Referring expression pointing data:

——

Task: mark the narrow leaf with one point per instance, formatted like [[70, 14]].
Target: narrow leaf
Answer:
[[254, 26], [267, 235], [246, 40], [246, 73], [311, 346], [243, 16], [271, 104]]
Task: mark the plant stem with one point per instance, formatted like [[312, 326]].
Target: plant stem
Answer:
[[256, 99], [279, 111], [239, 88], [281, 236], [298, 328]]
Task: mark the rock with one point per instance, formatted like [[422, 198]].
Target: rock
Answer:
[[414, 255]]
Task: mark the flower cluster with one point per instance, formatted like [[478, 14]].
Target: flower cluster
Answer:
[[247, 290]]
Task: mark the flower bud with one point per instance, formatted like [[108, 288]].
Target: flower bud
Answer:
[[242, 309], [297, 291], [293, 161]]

——

* **INSTRUCTIONS FOR THE TASK**: Your answer must be a copy of every line in the data above that holds the string "plant".

* **SOLUTION FOR THIS EXERCISE**:
Task: mark the plant stem with one point per instance, formatted like [[312, 326]].
Target: plant stem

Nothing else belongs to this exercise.